• [Exercise prompt] Transcribe the section of the air traffic control poll text that opens with the words containing "By a nearly" and closes with "a new poll.".

By a nearly two-to-one margin, voters oppose privatizing the operations of the air traffic control system by taking it from the FAA and turning it over to a private non-profit entity, according to a new poll.
A recent telephone survey conducted by Global Strategy Group of 801 registered voters nationwide between Aug. 8 and Aug. 12 found that:
- A majority (55%) oppose privatizing the ATC functions of the FAA “by taking it from the FAA and turning it over to a non-profit corporation,” while 29% support it. Opposition exceeds support across party lines (it is opposed by 62% of Democrats and 58% of independents, while among Republicans, 46% oppose it and 38% support it). Opposition is higher than support across other demographic sub-groups, including gender, age, education and region of the country. There is also essentially no difference among those who fly often (56% oppose), those who fly about once a year (55%) and those who rarely or never fly (55%).
- Generally, voters support privatizing government functions or services. When asked whether they support or oppose “privatizing government functions or services, which is defined as allowing private companies to provide services currently or traditionally done by government,” 51% support privatization generally, while only 34% oppose it. Pollsters note that this question was asked immediately ahead of the question on privatizing the ATC functions of the FAA, which means that 20% of voters said they supported privatization generally and then immediately said they opposed privatizing the FAA’s ATC functions.

• [Data provided]
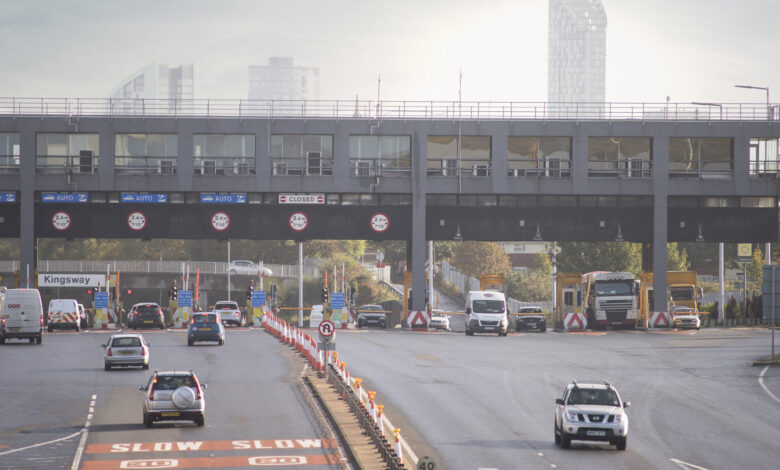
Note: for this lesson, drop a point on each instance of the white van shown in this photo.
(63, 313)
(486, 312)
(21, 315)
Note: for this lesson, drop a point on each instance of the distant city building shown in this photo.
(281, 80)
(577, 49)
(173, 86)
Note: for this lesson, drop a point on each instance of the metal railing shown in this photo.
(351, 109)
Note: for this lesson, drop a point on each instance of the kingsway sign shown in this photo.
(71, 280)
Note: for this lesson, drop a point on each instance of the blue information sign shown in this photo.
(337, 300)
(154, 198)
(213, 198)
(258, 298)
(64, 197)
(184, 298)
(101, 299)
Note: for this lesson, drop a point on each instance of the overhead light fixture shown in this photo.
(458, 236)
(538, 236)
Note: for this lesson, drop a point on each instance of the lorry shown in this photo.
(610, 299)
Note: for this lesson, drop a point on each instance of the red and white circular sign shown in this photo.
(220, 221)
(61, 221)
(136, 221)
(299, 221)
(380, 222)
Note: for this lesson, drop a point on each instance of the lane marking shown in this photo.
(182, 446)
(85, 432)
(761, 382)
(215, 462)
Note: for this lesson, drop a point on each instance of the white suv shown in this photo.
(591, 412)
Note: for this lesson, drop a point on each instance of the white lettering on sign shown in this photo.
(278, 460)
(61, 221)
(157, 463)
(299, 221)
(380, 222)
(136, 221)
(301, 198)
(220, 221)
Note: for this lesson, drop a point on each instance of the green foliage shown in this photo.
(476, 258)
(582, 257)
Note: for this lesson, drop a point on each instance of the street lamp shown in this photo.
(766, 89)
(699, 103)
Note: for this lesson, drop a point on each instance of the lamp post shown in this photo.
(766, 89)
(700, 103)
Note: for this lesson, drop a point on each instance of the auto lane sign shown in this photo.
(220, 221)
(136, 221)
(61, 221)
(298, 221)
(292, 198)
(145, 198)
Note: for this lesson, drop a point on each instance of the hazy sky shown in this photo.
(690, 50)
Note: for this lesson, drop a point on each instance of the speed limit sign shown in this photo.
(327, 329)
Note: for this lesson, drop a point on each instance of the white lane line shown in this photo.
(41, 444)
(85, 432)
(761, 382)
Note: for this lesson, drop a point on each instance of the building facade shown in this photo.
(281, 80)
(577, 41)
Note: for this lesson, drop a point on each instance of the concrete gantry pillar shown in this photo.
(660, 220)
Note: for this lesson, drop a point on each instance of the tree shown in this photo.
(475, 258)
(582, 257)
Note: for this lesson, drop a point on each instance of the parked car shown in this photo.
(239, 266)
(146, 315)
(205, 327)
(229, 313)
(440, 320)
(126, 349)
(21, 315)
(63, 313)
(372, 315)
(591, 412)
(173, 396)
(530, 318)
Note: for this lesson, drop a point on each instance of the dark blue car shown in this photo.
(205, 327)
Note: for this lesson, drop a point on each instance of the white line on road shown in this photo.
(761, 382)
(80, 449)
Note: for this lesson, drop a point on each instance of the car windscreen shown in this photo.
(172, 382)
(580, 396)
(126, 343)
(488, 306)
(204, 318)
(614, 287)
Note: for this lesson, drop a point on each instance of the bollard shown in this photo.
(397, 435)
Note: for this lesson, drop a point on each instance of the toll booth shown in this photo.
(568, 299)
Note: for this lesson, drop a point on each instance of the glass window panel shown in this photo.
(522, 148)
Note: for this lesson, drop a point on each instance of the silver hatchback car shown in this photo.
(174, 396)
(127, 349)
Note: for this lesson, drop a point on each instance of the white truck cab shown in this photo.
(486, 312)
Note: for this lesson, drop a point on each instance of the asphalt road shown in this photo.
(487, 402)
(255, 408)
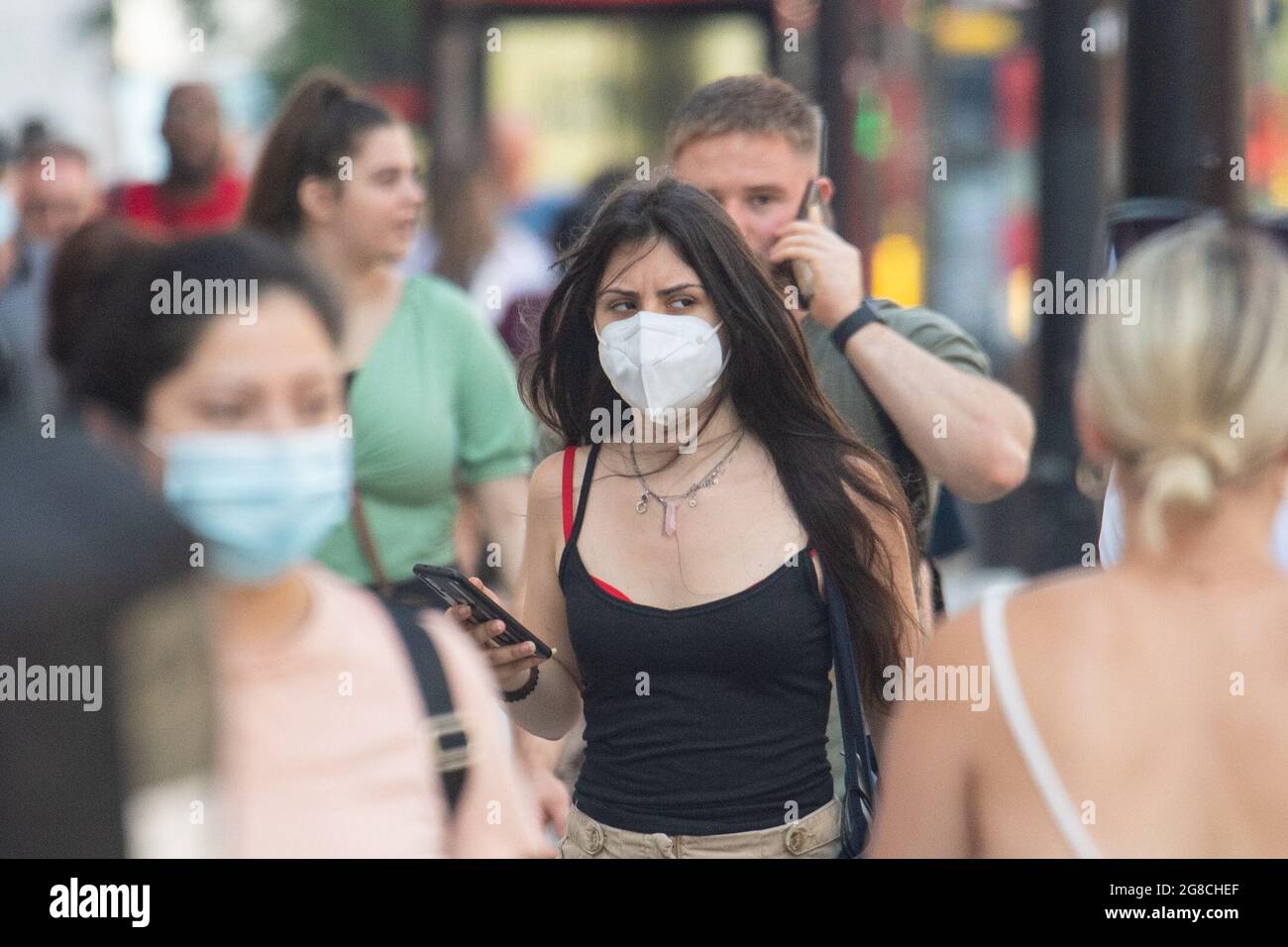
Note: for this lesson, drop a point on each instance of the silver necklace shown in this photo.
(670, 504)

• [Correct response]
By a nearly two-to-one margin, voters oppose privatizing the operations of the air traffic control system by taking it from the FAA and turning it over to a private non-profit entity, according to a new poll.